**Task goal**
Can you copy every one of the records below word for word, keeping each line as it is?

**Material to process**

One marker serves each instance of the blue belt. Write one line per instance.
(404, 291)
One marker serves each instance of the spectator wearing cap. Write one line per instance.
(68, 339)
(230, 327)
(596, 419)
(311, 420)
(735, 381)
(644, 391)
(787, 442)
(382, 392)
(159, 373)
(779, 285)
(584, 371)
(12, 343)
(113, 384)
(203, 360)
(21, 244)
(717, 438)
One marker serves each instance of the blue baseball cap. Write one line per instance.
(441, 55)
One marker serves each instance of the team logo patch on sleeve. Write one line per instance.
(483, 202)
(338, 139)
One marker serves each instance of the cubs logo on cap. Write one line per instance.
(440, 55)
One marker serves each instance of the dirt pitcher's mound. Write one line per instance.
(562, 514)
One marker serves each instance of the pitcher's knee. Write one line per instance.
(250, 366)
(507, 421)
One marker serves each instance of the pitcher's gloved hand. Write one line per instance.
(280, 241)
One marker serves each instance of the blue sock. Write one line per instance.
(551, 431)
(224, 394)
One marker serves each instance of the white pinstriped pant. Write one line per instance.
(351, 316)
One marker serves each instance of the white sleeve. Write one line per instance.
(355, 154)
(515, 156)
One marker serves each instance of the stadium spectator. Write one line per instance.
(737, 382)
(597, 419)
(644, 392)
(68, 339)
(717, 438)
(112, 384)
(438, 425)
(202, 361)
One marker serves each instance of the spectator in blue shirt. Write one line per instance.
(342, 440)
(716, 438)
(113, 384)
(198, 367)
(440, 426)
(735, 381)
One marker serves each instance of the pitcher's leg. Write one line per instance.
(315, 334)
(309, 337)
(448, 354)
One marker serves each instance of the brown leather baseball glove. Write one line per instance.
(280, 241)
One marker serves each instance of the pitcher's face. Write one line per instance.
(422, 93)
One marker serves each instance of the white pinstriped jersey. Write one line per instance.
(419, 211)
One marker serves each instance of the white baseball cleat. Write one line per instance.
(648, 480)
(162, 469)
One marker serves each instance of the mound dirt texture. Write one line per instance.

**Expected output**
One marker serves each instance of the blue belt. Write one line per instance.
(404, 291)
One marker serves each instance of the spectator wearing cap. Write one line per instance.
(68, 339)
(230, 327)
(596, 419)
(311, 420)
(735, 381)
(644, 391)
(787, 442)
(382, 392)
(159, 373)
(779, 285)
(584, 371)
(12, 343)
(113, 384)
(203, 360)
(21, 244)
(717, 438)
One marker serves each instance of the blue baseball cap. Write one line per instance.
(441, 55)
One marker serves each instance of the team logo patch on sleeve. Write one line per instance.
(483, 202)
(338, 139)
One marker serves each instance of the cubs logo on cap. Write one line per instance.
(440, 55)
One marker serves each instance of the dirt pitcher's mound. Write one line per instance.
(562, 514)
One marker serves each instance of the pitcher's knee. Write one line per instance.
(250, 366)
(507, 421)
One marker serves each instance of the pitcher's gloved hand. Write one line per instance.
(280, 241)
One marker serves each instance of the blue sock. Write one line per instance.
(551, 431)
(224, 394)
One marker serves each instance of the white pinstriped pant. Write one line per instance.
(351, 316)
One marker serves each instance of the white sleeve. Write one line per instance.
(355, 154)
(515, 156)
One marker serves each instance of the stadium spectator. Write one line per instance.
(737, 382)
(597, 419)
(644, 392)
(68, 339)
(717, 438)
(112, 384)
(438, 425)
(202, 361)
One marker serves each instance of the spectator in blue shirt. Write one line per instance.
(342, 440)
(716, 438)
(113, 384)
(198, 367)
(440, 426)
(735, 381)
One marker serves each instance of the pitcher's leg. Write one line per instance.
(315, 334)
(309, 337)
(448, 354)
One marker serves each instance of the brown leather baseball glove. Write one line per instance.
(280, 241)
One marker serves each instance of the pitcher's face. Write one line per instance.
(422, 93)
One marker serves each instance of the white pinstriped jersey. Write one line per instance.
(419, 211)
One marker serves each instance of the white baseball cleat. Write one line per instance.
(648, 480)
(162, 469)
One marker serves each instance of the mound dirt texture. Write one line per instance.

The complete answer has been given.